• [Data for the task]
(begin)

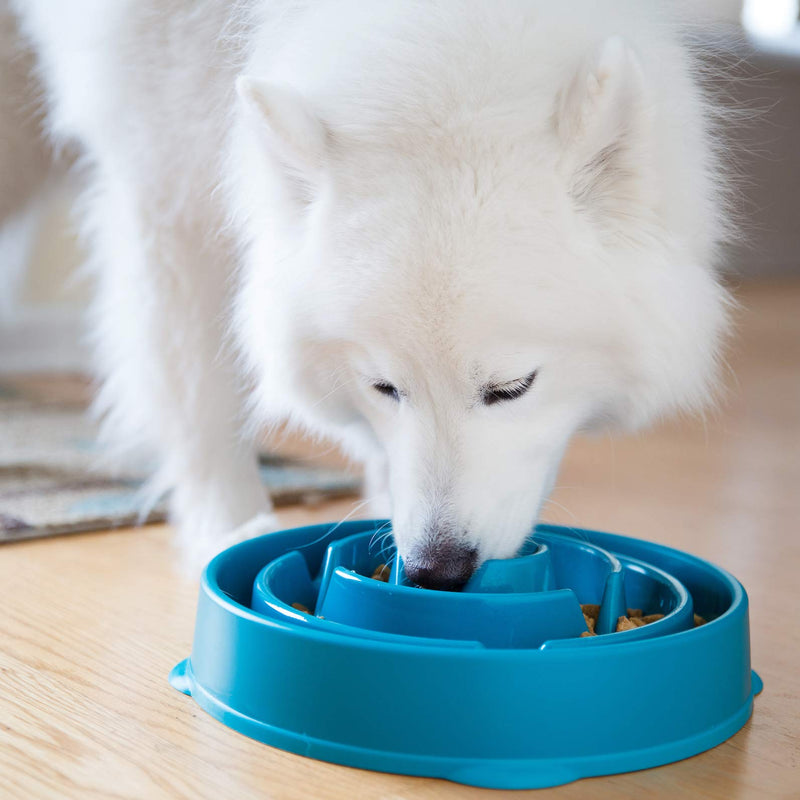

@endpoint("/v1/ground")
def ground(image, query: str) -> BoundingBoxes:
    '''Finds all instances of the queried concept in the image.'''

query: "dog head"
[233,9,725,588]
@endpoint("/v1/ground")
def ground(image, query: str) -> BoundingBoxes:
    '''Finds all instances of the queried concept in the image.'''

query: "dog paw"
[177,512,280,578]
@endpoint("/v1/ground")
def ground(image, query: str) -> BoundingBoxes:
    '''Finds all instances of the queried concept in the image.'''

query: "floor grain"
[0,282,800,800]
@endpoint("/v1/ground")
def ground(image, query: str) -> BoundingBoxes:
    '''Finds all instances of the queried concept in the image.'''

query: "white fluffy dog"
[4,0,726,588]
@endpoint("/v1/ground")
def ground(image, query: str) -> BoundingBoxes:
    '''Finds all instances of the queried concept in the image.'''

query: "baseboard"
[0,309,91,372]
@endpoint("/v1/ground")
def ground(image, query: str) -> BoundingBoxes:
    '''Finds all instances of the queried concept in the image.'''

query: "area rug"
[0,377,360,543]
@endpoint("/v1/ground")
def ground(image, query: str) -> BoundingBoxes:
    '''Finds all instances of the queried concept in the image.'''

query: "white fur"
[6,0,726,576]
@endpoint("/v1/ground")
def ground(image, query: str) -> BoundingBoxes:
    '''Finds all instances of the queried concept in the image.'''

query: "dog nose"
[403,540,478,592]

(end)

• [What this task involves]
Retype all of the records above line for line, without any changes, and leave the picture out.

• [Full output]
@endpoint("/v1/ground")
def ground(image, query: str) -> BoundingBoxes:
    '''Finds all instances of the queried concept in the image.'''

query: "dog head"
[233,9,725,588]
@endpoint("/v1/ground")
def ground(image, query: str) -> BoundingBoxes:
    '''Finds all instances of the queried concept in the image.'''

query: "dog paw"
[177,512,280,578]
@endpoint("/v1/ground")
def ground(image, query: str) -> BoundingBoxes:
    '''Finds all instances of the queried concept in the image.'''

query: "floor grain"
[0,282,800,800]
@endpoint("/v1/ground")
def ground(image, query: str) -> BoundingBoxes:
    '''Finds all instances of the queried concept in the image.'''

query: "white fluffy dog"
[4,0,726,588]
@endpoint("/v1/ground")
def ground(image, query: str) -> BoundingBoxes:
    '''Finds all instances of the queried concept in the image.'''

query: "baseboard"
[0,309,91,372]
@endpoint("/v1/ground")
def ground(image, query: str) -> BoundingBoxes:
    '''Finds all instances of the queried concept in the image.'''

query: "area rug"
[0,377,360,543]
@endpoint("/v1/ground")
def ground(image, query: str) -> BoundingBoxes:
    '''Finds all instances of the queried concept in the image.'''

query: "white fur"
[6,0,726,576]
@endpoint("/v1/ground")
def ground(image, query: str) -> BoundingBoxes:
    '''Finds all instances of the queried concept in the image.'''

query: "dog nose"
[403,540,478,592]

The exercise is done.